## TASK TO CARRY OUT
Below are the records; give the number of their lines that contain the word "speckled" and nothing more.
BEGIN GIVEN RECORDS
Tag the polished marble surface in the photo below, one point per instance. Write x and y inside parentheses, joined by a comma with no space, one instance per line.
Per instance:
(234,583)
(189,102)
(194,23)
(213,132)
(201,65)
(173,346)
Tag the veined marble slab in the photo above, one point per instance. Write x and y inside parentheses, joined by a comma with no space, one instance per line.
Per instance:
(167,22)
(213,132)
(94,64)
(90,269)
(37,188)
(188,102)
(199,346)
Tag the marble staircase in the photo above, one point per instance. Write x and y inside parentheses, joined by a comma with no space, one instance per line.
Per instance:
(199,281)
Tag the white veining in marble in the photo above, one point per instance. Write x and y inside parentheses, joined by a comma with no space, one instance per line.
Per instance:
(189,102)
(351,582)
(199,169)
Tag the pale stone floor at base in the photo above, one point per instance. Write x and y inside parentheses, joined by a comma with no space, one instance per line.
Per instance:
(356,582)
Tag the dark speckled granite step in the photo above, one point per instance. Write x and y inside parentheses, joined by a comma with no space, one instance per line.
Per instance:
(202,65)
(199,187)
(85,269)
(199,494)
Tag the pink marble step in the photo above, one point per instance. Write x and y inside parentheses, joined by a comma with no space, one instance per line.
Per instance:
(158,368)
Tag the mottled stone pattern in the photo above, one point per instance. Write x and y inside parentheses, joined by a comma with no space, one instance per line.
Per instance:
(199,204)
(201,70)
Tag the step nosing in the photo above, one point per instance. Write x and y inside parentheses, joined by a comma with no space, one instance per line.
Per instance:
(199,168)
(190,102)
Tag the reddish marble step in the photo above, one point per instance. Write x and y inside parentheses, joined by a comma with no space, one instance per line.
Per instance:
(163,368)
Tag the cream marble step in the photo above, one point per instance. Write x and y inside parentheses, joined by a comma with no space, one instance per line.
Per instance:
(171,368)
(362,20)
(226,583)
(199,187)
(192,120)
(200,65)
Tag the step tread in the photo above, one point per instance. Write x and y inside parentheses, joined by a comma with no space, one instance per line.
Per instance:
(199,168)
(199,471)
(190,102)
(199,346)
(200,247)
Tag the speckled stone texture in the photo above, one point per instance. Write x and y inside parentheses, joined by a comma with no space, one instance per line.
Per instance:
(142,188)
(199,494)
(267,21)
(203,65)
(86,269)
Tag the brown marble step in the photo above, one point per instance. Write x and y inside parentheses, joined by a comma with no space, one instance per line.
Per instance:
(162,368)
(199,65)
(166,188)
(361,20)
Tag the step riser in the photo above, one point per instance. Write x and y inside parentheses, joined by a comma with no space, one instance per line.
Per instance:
END GIVEN RECORDS
## SOLUTION TO THE EXERCISE
2